I'm not sure this is correct either.. My understanding is that possession limit is possession limit. Technically you are not supposed to have more than a 2 day limit in your home freezer either. Every once in a while you here about someone being busted and charged with overlimit (usually a charge added in combination with something else) stashed in their freezer. I don't think most wardens even think about enforcing that unless there is some pretty hard evidence of overharvest or other illegal activity.

I'd suggest picking up a Delorme Atlas of ND. It's basically a rough topo map of the state and shows most of the potholes and access roads. It will give you some starting points for scouting.

If you are going to hunt sloughs be prepared to bust cattails. In many areas you might have to bust through 100-200 feet of cattails to hit open water. Chest waders will be adequate on most water but it can get deep in places (particularly road side).


----------



## rased56 (Aug 30, 2010)

In Oklahoma that practice is pretty much un heard of so its pretty cool to be able to just drive around till you find the birds and hunt. As far as what to bring I would be as flexible as possible and bring both field stuff and water stuff, you never know where you might get on the birds. If you want to go light I would bring the field gear over the floating stuff just because IMO hunting a feild is so much easier than hunting water( another disovery I made when I moved here).

photo retouching


----------



## Chuck Smith (Feb 22, 2005)

Temp 41....

Everyone is correct.

So in your senerio of you have 6 birds in the freezer and 6 birds in a pot of chilli. You better not go out and hammer 6 birds before that chilli is gone. Otherwise you are in violation of the law.

Now with your deer stick question..... You shot last years deer and got it processed. Now you can go out and shoot what ever the aloted limit is in your area because it is a new year. Lets say you can shoot 5 deer a year (in some area's in MN you can). In 2008 you shot 5, in 2009 you shot 5. you can have 10 deer in your freezer with out eating a single one. Because you have possession tags for each animal. You can still go out and shoot your limit of 5 in 2010.


----------



## pappyhat (Feb 8, 2003)

Buy the statewide license, money well spent.


----------



## Wacker 44 (Sep 28, 2009)

The tasks:
(1) Reproduce verbatim the part of the hunting forum thread starting at "photo retouching" and ending at "of the law.".
(2) Answer these questions using the hunting forum thread.
(a) Which atlas is suggested for scouting?
(b) How many feet of cattails might you have to push through to reach open water?
(c) What kind of license should you buy?

Supplied material:

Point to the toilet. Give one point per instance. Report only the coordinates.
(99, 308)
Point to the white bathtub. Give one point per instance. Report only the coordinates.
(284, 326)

Results by task:
(1)
photo retouching


----------



## Chuck Smith (Feb 22, 2005)

Temp 41....

Everyone is correct.

So in your senerio of you have 6 birds in the freezer and 6 birds in a pot of chilli. You better not go out and hammer 6 birds before that chilli is gone. Otherwise you are in violation of the law.

(2)
(a) A Delorme Atlas of ND
(b) 100 to 200 feet
(c) The statewide license